# ZIEL DER AUFGABE:
Schreib den Auszug zur Schlussrechnung von „Zu: OLG Hamm, Urteil“ bis „290.000 Euro zuzusprechen.“ noch einmal ab. Setz dabei „Heizungstechnik“ an die Stelle von „MSR-Technik“.

# AUSZUG:
────
Der Auftragnehmer ist nicht an seine Schlussrechnung gebunden.

21.08.2012

 

Zu: OLG Hamm, Urteil vom 21.02.2012 - 21 U 93/11

Der Auftragnehmer erhält im Jahr 2000 den Auftrag zur Ausführung von MSR-Technik. Die VOB/B ist vereinbart. Als es zu Verzögerungen im Bauablauf kommt, führt der Auftragnehmer auf Anordnung des Auftraggebers Beschleunigungsmaßnahmen durch. Nach Abnahme der Leistung stellt der Auftragnehmer im April 2004 seine Schlussrechnung, mit der er Beschleunigungskosten in Höhe von 540.000 Euro geltend macht. Die Rechnung wird vom Auftraggeber zwar kurzfristig geprüft, aber nicht bezahlt, woraufhin der Auftragnehmer Mitte 2005 Klage erhebt. Im Verlauf des Prozesses stellt sich heraus, dass die tatsächlichen Beschleunigungskosten über 830.000 Euro betragen. Während der Auftraggeber insoweit die Einrede der Verjährung erhebt, beantragt der Auftragnehmer am 05.03.2010, ihm weitere 290.000 Euro zuzusprechen.
────
# GEGEBENE DATEN:

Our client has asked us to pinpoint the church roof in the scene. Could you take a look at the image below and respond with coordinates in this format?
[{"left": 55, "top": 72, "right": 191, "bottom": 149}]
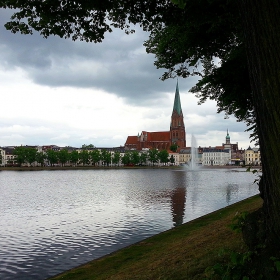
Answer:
[
  {"left": 173, "top": 80, "right": 182, "bottom": 115},
  {"left": 147, "top": 131, "right": 170, "bottom": 142}
]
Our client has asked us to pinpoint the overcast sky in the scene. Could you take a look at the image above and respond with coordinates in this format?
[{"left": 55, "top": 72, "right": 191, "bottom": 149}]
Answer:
[{"left": 0, "top": 9, "right": 252, "bottom": 149}]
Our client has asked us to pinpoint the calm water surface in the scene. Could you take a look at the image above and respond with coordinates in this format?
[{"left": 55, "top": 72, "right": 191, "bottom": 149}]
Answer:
[{"left": 0, "top": 169, "right": 258, "bottom": 280}]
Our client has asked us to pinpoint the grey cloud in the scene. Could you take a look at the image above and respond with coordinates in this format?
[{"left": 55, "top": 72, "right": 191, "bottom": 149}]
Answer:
[{"left": 0, "top": 10, "right": 196, "bottom": 105}]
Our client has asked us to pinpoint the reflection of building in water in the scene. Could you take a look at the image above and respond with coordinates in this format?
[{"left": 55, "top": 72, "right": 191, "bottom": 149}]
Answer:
[{"left": 171, "top": 186, "right": 186, "bottom": 226}]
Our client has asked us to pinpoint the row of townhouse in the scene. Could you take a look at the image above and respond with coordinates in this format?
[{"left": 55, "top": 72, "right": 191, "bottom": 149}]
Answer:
[
  {"left": 172, "top": 146, "right": 261, "bottom": 166},
  {"left": 0, "top": 145, "right": 261, "bottom": 166}
]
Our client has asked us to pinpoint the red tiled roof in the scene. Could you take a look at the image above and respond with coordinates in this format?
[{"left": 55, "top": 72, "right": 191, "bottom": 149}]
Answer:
[
  {"left": 147, "top": 131, "right": 170, "bottom": 142},
  {"left": 125, "top": 136, "right": 138, "bottom": 145}
]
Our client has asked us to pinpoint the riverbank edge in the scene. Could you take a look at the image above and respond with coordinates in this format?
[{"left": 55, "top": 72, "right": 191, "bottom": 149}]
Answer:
[
  {"left": 49, "top": 195, "right": 262, "bottom": 280},
  {"left": 0, "top": 165, "right": 261, "bottom": 171}
]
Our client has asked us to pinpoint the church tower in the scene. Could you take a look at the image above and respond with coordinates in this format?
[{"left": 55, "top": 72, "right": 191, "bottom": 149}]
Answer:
[{"left": 170, "top": 80, "right": 186, "bottom": 148}]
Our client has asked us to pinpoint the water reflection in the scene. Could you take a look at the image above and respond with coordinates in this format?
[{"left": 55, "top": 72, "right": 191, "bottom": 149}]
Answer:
[
  {"left": 171, "top": 172, "right": 187, "bottom": 226},
  {"left": 0, "top": 169, "right": 258, "bottom": 280}
]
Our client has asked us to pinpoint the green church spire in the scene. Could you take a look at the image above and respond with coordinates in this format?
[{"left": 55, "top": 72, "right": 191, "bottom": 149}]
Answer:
[{"left": 173, "top": 80, "right": 182, "bottom": 115}]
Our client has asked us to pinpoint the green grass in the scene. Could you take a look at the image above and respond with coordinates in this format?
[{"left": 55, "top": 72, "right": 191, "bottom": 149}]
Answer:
[{"left": 49, "top": 196, "right": 262, "bottom": 280}]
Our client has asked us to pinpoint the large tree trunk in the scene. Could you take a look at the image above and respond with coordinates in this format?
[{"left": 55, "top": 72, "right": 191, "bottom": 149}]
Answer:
[{"left": 240, "top": 0, "right": 280, "bottom": 252}]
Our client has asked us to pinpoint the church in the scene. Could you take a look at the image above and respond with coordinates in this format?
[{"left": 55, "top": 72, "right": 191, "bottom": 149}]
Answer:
[{"left": 124, "top": 81, "right": 186, "bottom": 150}]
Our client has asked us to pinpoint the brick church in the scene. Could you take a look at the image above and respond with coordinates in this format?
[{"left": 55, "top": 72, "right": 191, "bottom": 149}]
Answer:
[{"left": 125, "top": 81, "right": 186, "bottom": 150}]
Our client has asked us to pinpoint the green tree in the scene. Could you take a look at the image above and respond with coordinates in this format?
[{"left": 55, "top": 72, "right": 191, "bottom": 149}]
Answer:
[
  {"left": 46, "top": 149, "right": 58, "bottom": 166},
  {"left": 57, "top": 149, "right": 70, "bottom": 166},
  {"left": 101, "top": 150, "right": 112, "bottom": 166},
  {"left": 13, "top": 146, "right": 26, "bottom": 166},
  {"left": 82, "top": 144, "right": 94, "bottom": 150},
  {"left": 90, "top": 149, "right": 101, "bottom": 166},
  {"left": 148, "top": 149, "right": 158, "bottom": 165},
  {"left": 158, "top": 150, "right": 169, "bottom": 165},
  {"left": 69, "top": 150, "right": 79, "bottom": 166},
  {"left": 112, "top": 152, "right": 121, "bottom": 166},
  {"left": 79, "top": 150, "right": 90, "bottom": 165}
]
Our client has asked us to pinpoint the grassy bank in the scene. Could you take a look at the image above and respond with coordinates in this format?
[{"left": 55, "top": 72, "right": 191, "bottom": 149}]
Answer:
[{"left": 49, "top": 196, "right": 262, "bottom": 280}]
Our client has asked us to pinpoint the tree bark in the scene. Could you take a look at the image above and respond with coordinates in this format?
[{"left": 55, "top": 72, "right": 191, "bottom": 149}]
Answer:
[{"left": 239, "top": 0, "right": 280, "bottom": 252}]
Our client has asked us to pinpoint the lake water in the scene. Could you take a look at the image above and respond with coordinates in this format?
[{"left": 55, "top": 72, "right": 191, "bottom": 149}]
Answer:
[{"left": 0, "top": 168, "right": 258, "bottom": 280}]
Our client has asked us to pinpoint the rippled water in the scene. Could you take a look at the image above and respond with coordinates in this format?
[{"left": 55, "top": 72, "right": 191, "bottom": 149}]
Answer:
[{"left": 0, "top": 169, "right": 258, "bottom": 279}]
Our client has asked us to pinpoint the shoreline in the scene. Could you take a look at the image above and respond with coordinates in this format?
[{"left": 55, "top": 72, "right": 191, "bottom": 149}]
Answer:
[
  {"left": 48, "top": 195, "right": 262, "bottom": 280},
  {"left": 0, "top": 165, "right": 261, "bottom": 171}
]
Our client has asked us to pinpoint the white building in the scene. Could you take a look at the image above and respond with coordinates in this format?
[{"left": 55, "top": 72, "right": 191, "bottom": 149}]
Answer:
[{"left": 202, "top": 148, "right": 231, "bottom": 165}]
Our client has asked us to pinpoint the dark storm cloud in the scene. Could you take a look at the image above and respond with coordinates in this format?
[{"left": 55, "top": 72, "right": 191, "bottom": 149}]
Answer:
[{"left": 0, "top": 10, "right": 194, "bottom": 106}]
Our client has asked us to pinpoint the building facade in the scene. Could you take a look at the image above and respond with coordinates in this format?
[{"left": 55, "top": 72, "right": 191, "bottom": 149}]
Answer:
[{"left": 124, "top": 81, "right": 186, "bottom": 150}]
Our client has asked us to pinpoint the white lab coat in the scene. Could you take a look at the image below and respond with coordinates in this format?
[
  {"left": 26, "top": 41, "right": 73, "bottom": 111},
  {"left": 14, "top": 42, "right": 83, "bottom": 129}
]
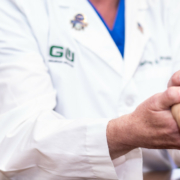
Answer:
[{"left": 0, "top": 0, "right": 180, "bottom": 180}]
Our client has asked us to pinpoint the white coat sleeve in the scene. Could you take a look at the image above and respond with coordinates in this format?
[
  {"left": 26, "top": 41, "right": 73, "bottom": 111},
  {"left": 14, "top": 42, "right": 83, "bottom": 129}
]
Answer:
[
  {"left": 0, "top": 0, "right": 120, "bottom": 180},
  {"left": 167, "top": 0, "right": 180, "bottom": 167}
]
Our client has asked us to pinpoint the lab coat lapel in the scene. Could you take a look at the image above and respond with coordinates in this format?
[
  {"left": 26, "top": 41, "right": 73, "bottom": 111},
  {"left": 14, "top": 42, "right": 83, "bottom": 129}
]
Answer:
[
  {"left": 58, "top": 0, "right": 123, "bottom": 75},
  {"left": 124, "top": 0, "right": 149, "bottom": 85}
]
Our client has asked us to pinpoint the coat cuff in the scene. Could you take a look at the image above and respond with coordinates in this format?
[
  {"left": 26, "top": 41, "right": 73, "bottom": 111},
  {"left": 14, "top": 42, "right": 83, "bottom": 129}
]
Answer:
[
  {"left": 86, "top": 119, "right": 118, "bottom": 180},
  {"left": 86, "top": 119, "right": 143, "bottom": 180}
]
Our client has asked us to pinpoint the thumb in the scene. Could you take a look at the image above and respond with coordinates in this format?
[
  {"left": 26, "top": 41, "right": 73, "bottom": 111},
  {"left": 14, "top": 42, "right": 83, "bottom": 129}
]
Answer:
[{"left": 154, "top": 87, "right": 180, "bottom": 110}]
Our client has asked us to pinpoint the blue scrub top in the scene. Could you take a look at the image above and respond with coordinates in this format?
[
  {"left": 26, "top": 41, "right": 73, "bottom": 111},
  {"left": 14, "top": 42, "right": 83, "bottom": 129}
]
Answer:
[{"left": 88, "top": 0, "right": 125, "bottom": 58}]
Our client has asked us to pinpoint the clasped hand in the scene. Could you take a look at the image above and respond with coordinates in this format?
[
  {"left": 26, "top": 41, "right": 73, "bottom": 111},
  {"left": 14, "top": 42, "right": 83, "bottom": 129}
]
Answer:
[{"left": 107, "top": 71, "right": 180, "bottom": 159}]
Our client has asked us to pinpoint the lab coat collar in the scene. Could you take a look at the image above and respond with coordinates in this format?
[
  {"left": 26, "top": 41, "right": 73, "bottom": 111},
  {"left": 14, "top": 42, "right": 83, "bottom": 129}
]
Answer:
[
  {"left": 57, "top": 0, "right": 149, "bottom": 79},
  {"left": 124, "top": 0, "right": 150, "bottom": 86},
  {"left": 58, "top": 0, "right": 123, "bottom": 76}
]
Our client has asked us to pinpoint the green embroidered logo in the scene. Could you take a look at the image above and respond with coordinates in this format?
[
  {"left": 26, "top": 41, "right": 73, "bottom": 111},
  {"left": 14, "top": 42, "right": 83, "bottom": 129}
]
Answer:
[{"left": 49, "top": 46, "right": 75, "bottom": 62}]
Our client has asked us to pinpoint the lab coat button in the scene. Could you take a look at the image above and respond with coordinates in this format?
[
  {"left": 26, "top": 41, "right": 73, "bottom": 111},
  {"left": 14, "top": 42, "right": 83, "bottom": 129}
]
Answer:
[{"left": 126, "top": 97, "right": 134, "bottom": 106}]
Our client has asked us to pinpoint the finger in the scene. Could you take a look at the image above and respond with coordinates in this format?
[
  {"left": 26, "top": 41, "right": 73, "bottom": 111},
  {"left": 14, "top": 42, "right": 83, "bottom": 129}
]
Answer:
[
  {"left": 168, "top": 71, "right": 180, "bottom": 87},
  {"left": 171, "top": 104, "right": 180, "bottom": 124},
  {"left": 153, "top": 87, "right": 180, "bottom": 110}
]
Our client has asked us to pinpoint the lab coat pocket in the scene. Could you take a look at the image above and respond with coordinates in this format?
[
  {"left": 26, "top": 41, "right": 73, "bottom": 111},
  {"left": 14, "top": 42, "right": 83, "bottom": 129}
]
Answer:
[{"left": 134, "top": 61, "right": 172, "bottom": 101}]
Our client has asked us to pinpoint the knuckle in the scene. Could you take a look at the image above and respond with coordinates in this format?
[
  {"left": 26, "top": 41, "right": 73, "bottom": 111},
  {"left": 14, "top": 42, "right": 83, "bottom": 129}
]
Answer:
[{"left": 165, "top": 87, "right": 175, "bottom": 100}]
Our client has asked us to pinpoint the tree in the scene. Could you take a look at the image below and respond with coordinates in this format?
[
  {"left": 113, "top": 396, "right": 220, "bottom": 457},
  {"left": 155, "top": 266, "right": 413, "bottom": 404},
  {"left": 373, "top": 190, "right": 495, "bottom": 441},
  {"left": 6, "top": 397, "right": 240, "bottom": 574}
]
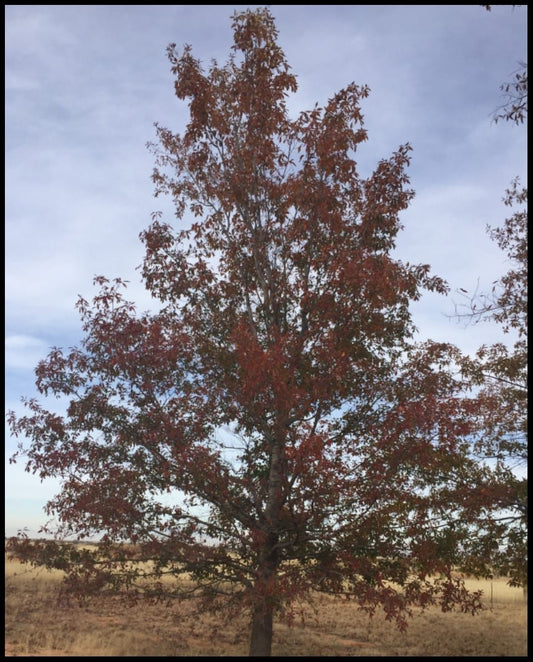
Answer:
[
  {"left": 481, "top": 5, "right": 527, "bottom": 124},
  {"left": 9, "top": 9, "right": 490, "bottom": 655},
  {"left": 448, "top": 5, "right": 528, "bottom": 589}
]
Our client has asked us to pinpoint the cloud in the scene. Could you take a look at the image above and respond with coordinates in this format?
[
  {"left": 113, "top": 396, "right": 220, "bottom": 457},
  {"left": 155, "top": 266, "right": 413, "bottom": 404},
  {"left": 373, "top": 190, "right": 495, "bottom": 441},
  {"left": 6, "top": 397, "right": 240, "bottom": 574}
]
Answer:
[{"left": 5, "top": 335, "right": 48, "bottom": 370}]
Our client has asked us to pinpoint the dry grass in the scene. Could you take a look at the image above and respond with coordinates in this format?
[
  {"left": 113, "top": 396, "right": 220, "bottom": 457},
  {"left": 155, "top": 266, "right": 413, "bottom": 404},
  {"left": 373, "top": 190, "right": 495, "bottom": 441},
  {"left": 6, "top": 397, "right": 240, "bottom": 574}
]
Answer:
[{"left": 5, "top": 561, "right": 527, "bottom": 657}]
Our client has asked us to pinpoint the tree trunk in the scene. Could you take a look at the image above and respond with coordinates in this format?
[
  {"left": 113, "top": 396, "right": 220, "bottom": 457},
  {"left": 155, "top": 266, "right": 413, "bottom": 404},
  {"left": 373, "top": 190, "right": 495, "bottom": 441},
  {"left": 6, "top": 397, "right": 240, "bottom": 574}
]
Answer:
[
  {"left": 250, "top": 600, "right": 273, "bottom": 657},
  {"left": 250, "top": 434, "right": 283, "bottom": 657}
]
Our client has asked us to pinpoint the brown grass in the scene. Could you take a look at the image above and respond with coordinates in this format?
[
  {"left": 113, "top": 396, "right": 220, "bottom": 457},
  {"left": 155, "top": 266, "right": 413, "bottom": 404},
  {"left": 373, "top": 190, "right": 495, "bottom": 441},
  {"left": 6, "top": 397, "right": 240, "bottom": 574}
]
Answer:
[{"left": 5, "top": 561, "right": 527, "bottom": 657}]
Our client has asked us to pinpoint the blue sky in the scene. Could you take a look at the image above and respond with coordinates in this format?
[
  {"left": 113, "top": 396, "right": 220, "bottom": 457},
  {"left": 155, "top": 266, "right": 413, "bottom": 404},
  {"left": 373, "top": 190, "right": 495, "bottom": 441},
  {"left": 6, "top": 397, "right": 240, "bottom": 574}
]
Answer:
[{"left": 5, "top": 5, "right": 527, "bottom": 535}]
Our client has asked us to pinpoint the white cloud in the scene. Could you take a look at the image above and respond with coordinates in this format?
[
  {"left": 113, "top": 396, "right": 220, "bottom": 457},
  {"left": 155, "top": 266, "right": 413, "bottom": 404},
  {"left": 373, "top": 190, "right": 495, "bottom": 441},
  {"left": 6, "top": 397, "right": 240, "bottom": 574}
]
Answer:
[
  {"left": 5, "top": 5, "right": 527, "bottom": 536},
  {"left": 5, "top": 335, "right": 48, "bottom": 370}
]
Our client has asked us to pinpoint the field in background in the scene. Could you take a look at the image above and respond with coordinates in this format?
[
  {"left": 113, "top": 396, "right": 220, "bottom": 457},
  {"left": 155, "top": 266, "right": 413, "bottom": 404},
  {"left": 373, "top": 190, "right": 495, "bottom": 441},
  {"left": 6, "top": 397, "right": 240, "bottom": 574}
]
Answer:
[{"left": 5, "top": 561, "right": 527, "bottom": 657}]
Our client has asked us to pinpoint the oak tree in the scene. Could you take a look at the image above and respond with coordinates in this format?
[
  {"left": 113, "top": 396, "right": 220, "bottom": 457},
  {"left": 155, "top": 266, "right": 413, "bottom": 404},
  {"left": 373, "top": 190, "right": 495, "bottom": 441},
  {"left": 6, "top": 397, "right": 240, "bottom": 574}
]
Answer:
[{"left": 9, "top": 9, "right": 498, "bottom": 655}]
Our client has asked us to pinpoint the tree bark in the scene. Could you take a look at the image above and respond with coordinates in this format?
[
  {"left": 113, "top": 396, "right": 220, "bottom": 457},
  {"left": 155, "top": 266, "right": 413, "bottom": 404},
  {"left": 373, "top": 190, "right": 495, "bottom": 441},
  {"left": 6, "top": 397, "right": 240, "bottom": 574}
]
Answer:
[{"left": 250, "top": 599, "right": 274, "bottom": 657}]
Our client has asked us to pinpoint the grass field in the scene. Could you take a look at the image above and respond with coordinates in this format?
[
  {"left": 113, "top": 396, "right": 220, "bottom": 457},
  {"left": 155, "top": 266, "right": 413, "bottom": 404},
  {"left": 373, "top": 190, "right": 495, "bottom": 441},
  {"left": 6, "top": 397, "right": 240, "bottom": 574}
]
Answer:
[{"left": 5, "top": 561, "right": 527, "bottom": 657}]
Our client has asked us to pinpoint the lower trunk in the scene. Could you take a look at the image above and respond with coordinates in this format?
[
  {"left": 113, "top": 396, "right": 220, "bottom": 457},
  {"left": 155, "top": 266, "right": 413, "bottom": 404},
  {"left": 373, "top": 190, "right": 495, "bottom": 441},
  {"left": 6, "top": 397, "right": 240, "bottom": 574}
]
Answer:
[{"left": 250, "top": 600, "right": 273, "bottom": 657}]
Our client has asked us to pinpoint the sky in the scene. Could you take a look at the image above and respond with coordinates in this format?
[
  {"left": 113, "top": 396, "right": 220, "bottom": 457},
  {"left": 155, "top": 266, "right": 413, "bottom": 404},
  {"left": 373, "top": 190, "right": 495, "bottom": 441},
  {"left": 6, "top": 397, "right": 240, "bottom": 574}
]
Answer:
[{"left": 5, "top": 5, "right": 527, "bottom": 535}]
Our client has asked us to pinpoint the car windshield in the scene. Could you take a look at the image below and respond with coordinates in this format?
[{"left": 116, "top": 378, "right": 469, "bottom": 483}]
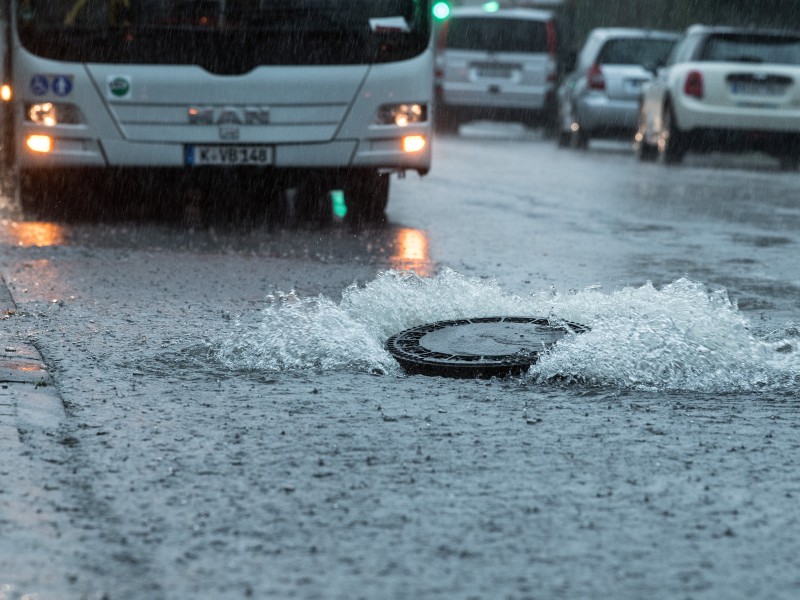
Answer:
[
  {"left": 17, "top": 0, "right": 430, "bottom": 74},
  {"left": 597, "top": 38, "right": 675, "bottom": 66},
  {"left": 446, "top": 17, "right": 547, "bottom": 53},
  {"left": 700, "top": 34, "right": 800, "bottom": 65}
]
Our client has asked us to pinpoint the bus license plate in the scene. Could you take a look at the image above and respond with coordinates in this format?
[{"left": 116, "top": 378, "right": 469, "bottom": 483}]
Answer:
[{"left": 186, "top": 144, "right": 272, "bottom": 167}]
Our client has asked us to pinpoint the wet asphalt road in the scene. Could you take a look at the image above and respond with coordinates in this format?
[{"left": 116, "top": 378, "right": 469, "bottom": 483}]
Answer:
[{"left": 0, "top": 124, "right": 800, "bottom": 599}]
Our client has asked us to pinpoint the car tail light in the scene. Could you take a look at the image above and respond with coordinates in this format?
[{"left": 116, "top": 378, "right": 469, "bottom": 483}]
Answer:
[
  {"left": 683, "top": 71, "right": 703, "bottom": 100},
  {"left": 586, "top": 64, "right": 606, "bottom": 90}
]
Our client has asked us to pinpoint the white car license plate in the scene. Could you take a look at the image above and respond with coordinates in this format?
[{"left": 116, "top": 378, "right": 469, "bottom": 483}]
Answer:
[
  {"left": 731, "top": 81, "right": 786, "bottom": 96},
  {"left": 478, "top": 67, "right": 511, "bottom": 79},
  {"left": 185, "top": 144, "right": 272, "bottom": 167}
]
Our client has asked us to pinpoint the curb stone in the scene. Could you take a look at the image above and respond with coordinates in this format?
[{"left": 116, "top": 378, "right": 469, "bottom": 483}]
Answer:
[
  {"left": 0, "top": 274, "right": 66, "bottom": 428},
  {"left": 0, "top": 274, "right": 69, "bottom": 600}
]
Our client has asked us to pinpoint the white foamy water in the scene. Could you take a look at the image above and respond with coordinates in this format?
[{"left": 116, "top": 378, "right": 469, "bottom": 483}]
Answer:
[{"left": 214, "top": 270, "right": 800, "bottom": 392}]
────
# LÖSUNG:
Zu: OLG Hamm, Urteil vom 21.02.2012 - 21 U 93/11

Der Auftragnehmer erhält im Jahr 2000 den Auftrag zur Ausführung von Heizungstechnik. Die VOB/B ist vereinbart. Als es zu Verzögerungen im Bauablauf kommt, führt der Auftragnehmer auf Anordnung des Auftraggebers Beschleunigungsmaßnahmen durch. Nach Abnahme der Leistung stellt der Auftragnehmer im April 2004 seine Schlussrechnung, mit der er Beschleunigungskosten in Höhe von 540.000 Euro geltend macht. Die Rechnung wird vom Auftraggeber zwar kurzfristig geprüft, aber nicht bezahlt, woraufhin der Auftragnehmer Mitte 2005 Klage erhebt. Im Verlauf des Prozesses stellt sich heraus, dass die tatsächlichen Beschleunigungskosten über 830.000 Euro betragen. Während der Auftraggeber insoweit die Einrede der Verjährung erhebt, beantragt der Auftragnehmer am 05.03.2010, ihm weitere 290.000 Euro zuzusprechen.